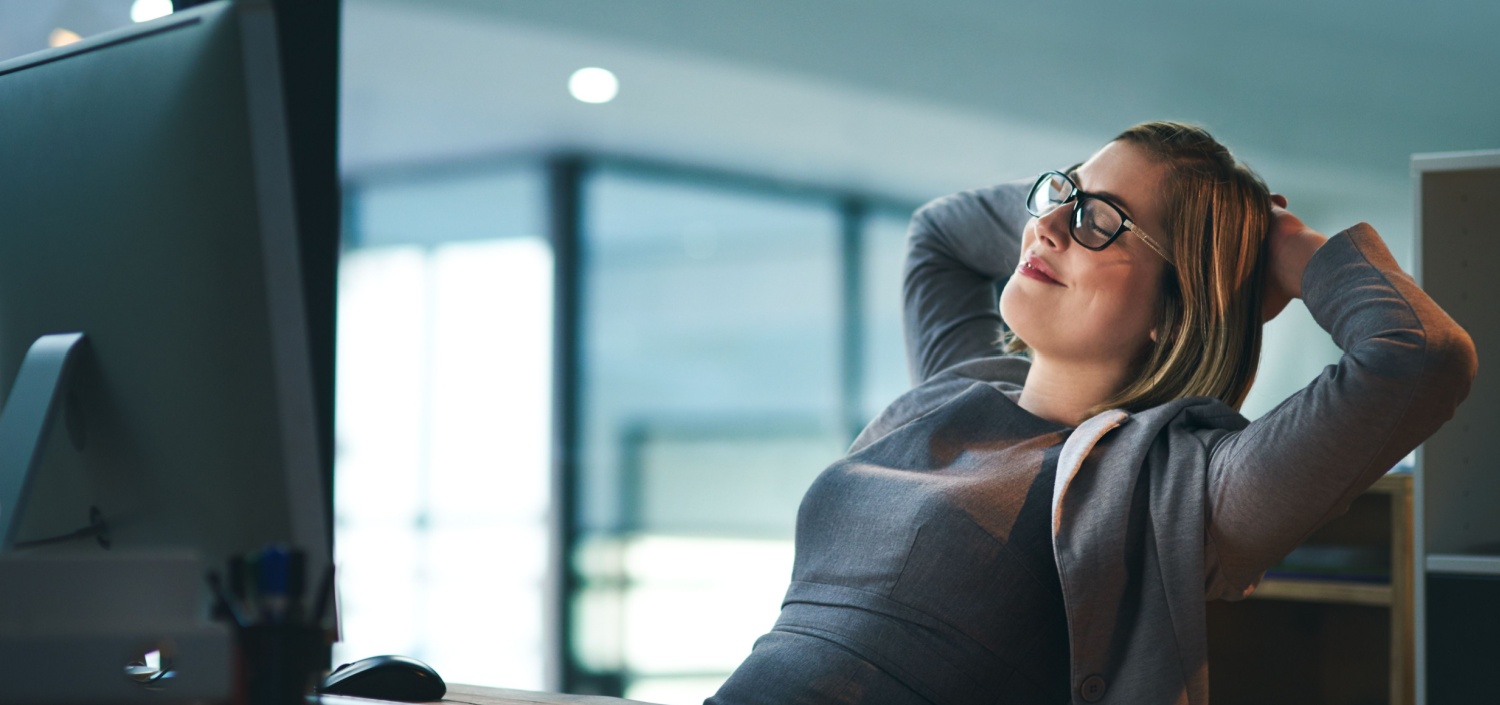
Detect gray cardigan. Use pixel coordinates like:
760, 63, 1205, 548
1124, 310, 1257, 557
852, 183, 1478, 704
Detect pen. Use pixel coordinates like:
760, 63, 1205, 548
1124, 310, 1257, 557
257, 545, 291, 623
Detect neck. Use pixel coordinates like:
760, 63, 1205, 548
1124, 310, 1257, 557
1016, 354, 1127, 426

■ ■ ■ ■

Rescale all the lines above by repeating each one in full with its text unchanged. Multiply only the bounding-box coordinates given as answers by 0.5, round them to whole numbers with halves going up, keep the sample coordinates showing the format as they are, and leave the pictures out.

Detect gray cardigan. Use pixel coordinates like:
760, 63, 1205, 548
1124, 310, 1257, 557
426, 92, 739, 352
Detect pen. Use pixel coordinates like:
760, 63, 1205, 548
1124, 310, 1257, 557
129, 273, 146, 312
Detect neck. Use pixel coordinates like:
760, 63, 1205, 548
1124, 310, 1257, 557
508, 177, 564, 213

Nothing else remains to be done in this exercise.